- [Aufgaben]
a: Gib aus dem Text über den Framing-Effekt bitte alles von „Wie funktioniert Framing?“ bis hinunter zu „anderen Kontext auftaucht…?“ wortgetreu wieder.
b: Führe den Text über den Framing-Effekt im Anschluss an seinen letzten Satz fort.

- [Textauszug]
++++

Das Probelm: Ändert sich die Umgebung, die Art der umliegenden Präsentation, ändert sich auch das gemessene Signal. Und zwar mitunter ganz entscheidend.

Diesen Einfluss der Umgebung auf die Wahrnehmung von Informationen (im weitesten Sinne) nennt man den Framing Effekt.

Im Rahmen dieses Blogs bin ich schon einmal auf Framing eingegangen – allerdings ohne es Framing zu nennen. Als McClure und Kollegen nämlich im Jahr 2004 untersuchten, welchen Einfluss eine Marke auf den Geschmack eines Getränks (Pepsi oder Coke) hat, veränderten sie mit dem Wissen um die Markenzugehörigkeit auch die Rahmenbedingungen des Geschmackstests. Sie zeigten einen Framing Effekt. Einen spezifischen Framing Effekt der stärkeren Marke auf einen sensorischen Eindruck.

Wie funktioniert Framing?

Eine Grupe Neurowissenschaftler um Michael Deppe interessierte sich bereits vor knapp 10 Jahren für diesen Framing Effekt – vor allem für seine Generalisierbarkeit. Die Coke und Pepsi Logos, die McClure et al. (2004) benutzten, sollten sehr stark mit einer braunen, süßen Flüssigkeit assoziiert sein. Was aber geschiet, wenn man allgemeinere Assoziationen testet? Wie zum Beispiel ein Zeitungslogo, das jeden Tag in einem anderen Kontext auftaucht…?

++++

- [Erfasste Daten]
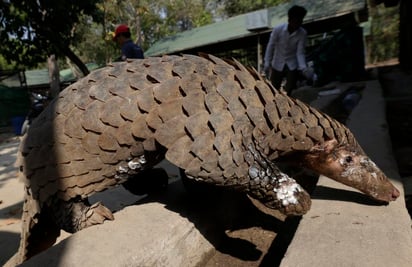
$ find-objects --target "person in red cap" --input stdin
[113,24,144,61]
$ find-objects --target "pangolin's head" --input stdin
[304,140,400,202]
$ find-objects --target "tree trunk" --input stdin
[47,55,60,98]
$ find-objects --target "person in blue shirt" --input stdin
[264,5,308,94]
[113,24,144,61]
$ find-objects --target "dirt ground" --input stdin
[0,63,412,267]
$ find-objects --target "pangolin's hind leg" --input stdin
[52,199,114,233]
[245,144,311,215]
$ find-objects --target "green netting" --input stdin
[0,84,30,126]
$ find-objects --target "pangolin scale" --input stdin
[9,55,399,262]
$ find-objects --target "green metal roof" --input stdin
[145,0,366,56]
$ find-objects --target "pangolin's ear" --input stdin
[310,139,338,154]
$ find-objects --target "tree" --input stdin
[0,0,101,74]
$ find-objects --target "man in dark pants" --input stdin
[264,6,307,94]
[113,24,144,61]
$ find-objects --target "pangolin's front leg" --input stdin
[245,144,311,215]
[51,199,114,233]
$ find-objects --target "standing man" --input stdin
[113,24,144,61]
[264,5,307,95]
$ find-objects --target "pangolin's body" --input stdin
[12,55,397,262]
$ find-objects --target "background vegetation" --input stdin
[0,0,399,73]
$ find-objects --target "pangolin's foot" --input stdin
[53,199,114,233]
[245,145,311,216]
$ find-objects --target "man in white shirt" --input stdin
[264,5,307,94]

++++

- [Lösungen]
a:
Wie funktioniert Framing?

Eine Grupe Neurowissenschaftler um Michael Deppe interessierte sich bereits vor knapp 10 Jahren für diesen Framing Effekt – vor allem für seine Generalisierbarkeit. Die Coke und Pepsi Logos, die McClure et al. (2004) benutzten, sollten sehr stark mit einer braunen, süßen Flüssigkeit assoziiert sein. Was aber geschiet, wenn man allgemeinere Assoziationen testet? Wie zum Beispiel ein Zeitungslogo, das jeden Tag in einem anderen Kontext auftaucht…?

b:
Michael Deppe und Kollegen führten zwei Studien durch. Im Jahr 2005 präsentierten sie ihren Probanden eine Reihe unterschiedlicher Zeitungsschlagzeilen, die zuvor in Bezug auf ihre Glaubwürdigkeit eingeschätzt worden waren (Deppe et al., 2005). Die Probanden sollten diese Einschätzung wiederholen, während ihre Hirnaktivität mittels fMRT gemessen wurde. Der Trick: Jede Schlagzeile wurde zusammen mit dem Logo einer Tageszeitung präsentiert um zu schauen, wie dieses Framing die Einschätzung der Glaubwürdigkeit beeinflusst. Behavioral wie neuronal.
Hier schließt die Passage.